Questions on the material:
1/ According to the article on The Laundry Lady, what percentage of each job do its contractors keep?
2/ Continue the article on The Laundry Lady from where it stops.

Text under study:
###
Australian Mum Started a Laundry Side Hustle — 'The Laundry Lady' Scaled to $12 Million Across Three Countries
Susan Toft's innovative contractor model for The Laundry Lady is transforming the laundry service industry across three countries

Susan Toft, the Queensland-based founder of The Laundry Lady, was a corporate professional with a toddler and a spare room buried under laundry when she landed on the idea that would eventually generate AU$12 million — roughly $8.6 million (£6.4 million) — in annual revenue. She would wash other people's clothes.
Thirteen years later, the Australian pickup-and-delivery laundry platform operates across three countries with roughly 490 independent contractors and not a single franchise agreement.
Toft, speaking on the Side Hustle Show podcast, laid out the financial mechanics of a business built on an 80/20 revenue split heavily in favour of its contractors. A margin so thin most service-industry operators would not touch it.
'I'm one of the least domestic people,' Toft said during the interview. The irony has not been lost on her.
A Contractor Model That Pays Better Than Uber
The average customer pays about $72 (£54) per service, with most booking weekly or fortnightly pickups. Contractors, largely working mothers using their own homes and equipment, keep 80% of every job. Average weekly earnings sit between $1,074 and $1,432 (£804-£1,072). Those going full-time can reach $2,148 (£1,608).
'They can earn a lot more than driving for Uber,' Toft told the podcast.
Toft rejected franchising outright. No exclusive territories. No six-figure buy-ins. No rigid structure that would shut out the very people she wanted to recruit.
'We really wanted to be able to give this opportunity to lots of different people,' she said. 'That might be mums who don't have a lot of money and just want to start earning some money.'
Contractors work under an Uber-style arrangement, choosing their own hours, coverage areas and volume. The company's 20% cut feeds directly back into digital marketing and platform development. No middle layer. No royalty.
The customer base splits roughly 60/40 between residential clients and small businesses — beauty salons, medical clinics, Airbnb hosts — in the low-to-mid volume range that larger commercial operators typically ignore.
From Shark Tank Record to Tripling Revenue
Revenue stood at $2.7 million (£2 million) when Toft appeared on Shark Tank Australia in October 2023. She pitched for $537,000 in exchange for a 10% stake. Robert Herjavec, who also sits on Shark Tank US and Dragon's Den Canada, countered with $716,000 (£536,000) for 30% — the largest deal of the season, SmartCompany confirmed.
###
Extracted material:
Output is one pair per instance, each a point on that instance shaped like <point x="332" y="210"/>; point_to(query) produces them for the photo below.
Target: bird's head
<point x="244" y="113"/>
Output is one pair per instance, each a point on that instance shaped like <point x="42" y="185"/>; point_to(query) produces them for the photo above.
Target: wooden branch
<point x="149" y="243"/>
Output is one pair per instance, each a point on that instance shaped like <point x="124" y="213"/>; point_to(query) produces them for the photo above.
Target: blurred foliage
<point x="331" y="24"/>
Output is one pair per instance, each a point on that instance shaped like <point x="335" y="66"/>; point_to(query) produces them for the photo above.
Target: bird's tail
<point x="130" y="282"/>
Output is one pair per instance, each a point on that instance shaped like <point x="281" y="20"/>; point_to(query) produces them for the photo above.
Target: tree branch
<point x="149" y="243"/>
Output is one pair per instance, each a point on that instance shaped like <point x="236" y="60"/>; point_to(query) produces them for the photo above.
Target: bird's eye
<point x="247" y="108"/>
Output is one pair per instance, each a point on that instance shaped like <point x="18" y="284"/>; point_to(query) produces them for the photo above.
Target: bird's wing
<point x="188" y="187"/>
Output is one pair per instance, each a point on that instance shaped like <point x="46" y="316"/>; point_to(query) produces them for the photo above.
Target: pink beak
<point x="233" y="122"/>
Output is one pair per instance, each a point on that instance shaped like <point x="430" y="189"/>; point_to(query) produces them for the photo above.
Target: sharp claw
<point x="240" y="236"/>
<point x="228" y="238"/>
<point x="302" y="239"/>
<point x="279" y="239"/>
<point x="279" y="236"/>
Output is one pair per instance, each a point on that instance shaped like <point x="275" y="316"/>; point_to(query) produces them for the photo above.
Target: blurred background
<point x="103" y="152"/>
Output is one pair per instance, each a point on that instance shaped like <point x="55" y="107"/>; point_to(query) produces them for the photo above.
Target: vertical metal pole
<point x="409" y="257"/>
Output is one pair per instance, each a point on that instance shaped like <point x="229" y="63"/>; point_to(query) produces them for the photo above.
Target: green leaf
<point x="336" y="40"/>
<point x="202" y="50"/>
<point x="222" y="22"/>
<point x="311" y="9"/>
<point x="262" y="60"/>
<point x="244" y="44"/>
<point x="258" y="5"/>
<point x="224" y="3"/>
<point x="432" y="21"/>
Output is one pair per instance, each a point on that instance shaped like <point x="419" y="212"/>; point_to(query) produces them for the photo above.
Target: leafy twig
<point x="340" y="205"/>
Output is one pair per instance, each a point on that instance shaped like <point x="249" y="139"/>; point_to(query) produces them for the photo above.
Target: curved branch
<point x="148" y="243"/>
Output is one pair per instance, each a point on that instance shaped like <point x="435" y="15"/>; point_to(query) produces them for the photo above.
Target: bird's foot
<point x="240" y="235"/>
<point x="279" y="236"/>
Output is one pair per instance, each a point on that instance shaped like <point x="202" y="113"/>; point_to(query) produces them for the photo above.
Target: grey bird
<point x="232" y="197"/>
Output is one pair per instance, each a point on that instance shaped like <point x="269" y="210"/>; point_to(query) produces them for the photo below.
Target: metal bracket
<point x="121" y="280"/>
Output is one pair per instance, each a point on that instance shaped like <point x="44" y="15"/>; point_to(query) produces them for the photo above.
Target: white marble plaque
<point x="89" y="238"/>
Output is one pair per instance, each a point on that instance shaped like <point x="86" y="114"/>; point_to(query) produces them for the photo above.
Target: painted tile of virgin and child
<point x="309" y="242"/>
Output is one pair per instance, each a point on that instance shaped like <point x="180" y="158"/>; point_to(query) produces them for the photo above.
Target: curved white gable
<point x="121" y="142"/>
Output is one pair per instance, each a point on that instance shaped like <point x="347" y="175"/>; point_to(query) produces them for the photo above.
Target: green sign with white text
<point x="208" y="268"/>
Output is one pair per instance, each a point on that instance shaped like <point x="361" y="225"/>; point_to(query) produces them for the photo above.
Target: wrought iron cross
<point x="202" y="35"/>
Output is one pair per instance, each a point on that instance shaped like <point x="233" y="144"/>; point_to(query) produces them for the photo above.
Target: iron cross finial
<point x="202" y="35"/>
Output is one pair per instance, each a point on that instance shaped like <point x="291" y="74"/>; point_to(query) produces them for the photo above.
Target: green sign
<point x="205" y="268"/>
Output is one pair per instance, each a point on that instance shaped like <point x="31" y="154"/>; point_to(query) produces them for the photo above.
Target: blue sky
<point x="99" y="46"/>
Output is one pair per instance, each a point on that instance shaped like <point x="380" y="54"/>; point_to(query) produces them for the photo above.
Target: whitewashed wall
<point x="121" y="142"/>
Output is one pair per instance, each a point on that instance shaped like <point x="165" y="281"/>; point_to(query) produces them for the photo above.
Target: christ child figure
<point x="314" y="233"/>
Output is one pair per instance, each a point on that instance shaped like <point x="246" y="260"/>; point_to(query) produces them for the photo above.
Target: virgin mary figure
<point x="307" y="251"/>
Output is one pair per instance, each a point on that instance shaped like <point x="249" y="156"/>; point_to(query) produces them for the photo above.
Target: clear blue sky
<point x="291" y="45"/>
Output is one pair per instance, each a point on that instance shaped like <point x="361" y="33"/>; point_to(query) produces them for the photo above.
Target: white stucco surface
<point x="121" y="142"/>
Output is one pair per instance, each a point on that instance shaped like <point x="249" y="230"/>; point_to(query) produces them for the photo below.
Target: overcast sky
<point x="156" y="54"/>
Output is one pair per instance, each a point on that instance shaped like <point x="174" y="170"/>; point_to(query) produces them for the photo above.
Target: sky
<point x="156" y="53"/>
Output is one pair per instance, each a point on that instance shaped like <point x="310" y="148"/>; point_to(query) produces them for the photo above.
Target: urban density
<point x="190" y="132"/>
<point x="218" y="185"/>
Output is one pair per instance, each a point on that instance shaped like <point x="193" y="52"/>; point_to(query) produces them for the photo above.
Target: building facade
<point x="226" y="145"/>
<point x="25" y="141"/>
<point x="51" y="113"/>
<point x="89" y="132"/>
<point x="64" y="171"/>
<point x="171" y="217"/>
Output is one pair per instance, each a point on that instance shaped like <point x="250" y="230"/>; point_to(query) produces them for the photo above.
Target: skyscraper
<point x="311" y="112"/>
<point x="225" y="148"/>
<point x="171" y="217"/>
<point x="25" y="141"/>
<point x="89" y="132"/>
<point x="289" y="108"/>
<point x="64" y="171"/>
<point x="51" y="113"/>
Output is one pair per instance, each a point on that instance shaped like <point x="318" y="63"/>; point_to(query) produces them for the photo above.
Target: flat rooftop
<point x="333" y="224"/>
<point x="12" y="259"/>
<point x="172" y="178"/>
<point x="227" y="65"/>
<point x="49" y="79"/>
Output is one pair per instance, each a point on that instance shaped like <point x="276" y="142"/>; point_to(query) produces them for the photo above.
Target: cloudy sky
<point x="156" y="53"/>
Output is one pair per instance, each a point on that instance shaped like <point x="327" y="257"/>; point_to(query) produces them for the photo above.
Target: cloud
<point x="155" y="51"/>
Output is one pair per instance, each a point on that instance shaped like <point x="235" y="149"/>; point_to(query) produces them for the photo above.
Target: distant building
###
Solved problems:
1/ 80%

2/
The television exposure outweighed the capital. Contractor applications surged from around 100 per week to more than 500. The website crashed on air. Years later, a significant share of new applicants still cite the programme as how they first found the brand.
Revenue climbed to $6.2 million (£4.6 million) by the 2024–2025 financial year. By early 2026, the company hit $8.6 million (£6.4 million), quadrupling the business in roughly three years.
'You still feel in the day-to-day grind like it's happening very slowly,' Toft admitted. 'But that's only kind of two or three years and we've four times the business.'
Three Countries and Counting
Canada launched at the start of 2026 with 10 contractors across two provinces. The UK is next, likely before the end of the year. The United States is pencilled in after that, though Toft acknowledged it would need more backing. 'The States is a much bigger beast for us to tackle,' she said.
Australia's laundry and dry-cleaning services sector is valued at $1.8 billion (£1.3 billion), according to IBISWorld data for 2026. The Laundry Lady's share remains small, but the growth curve is hard to dismiss. Contractor numbers jumped from eight in 2020 to more than 450 in Australia alone, with another 30 in New Zealand.
The underlying logic is simple enough. Clothes keep getting dirty. Households keep getting busier. And a low-barrier contractor model, Toft believes, can cross borders faster than any franchise manual could.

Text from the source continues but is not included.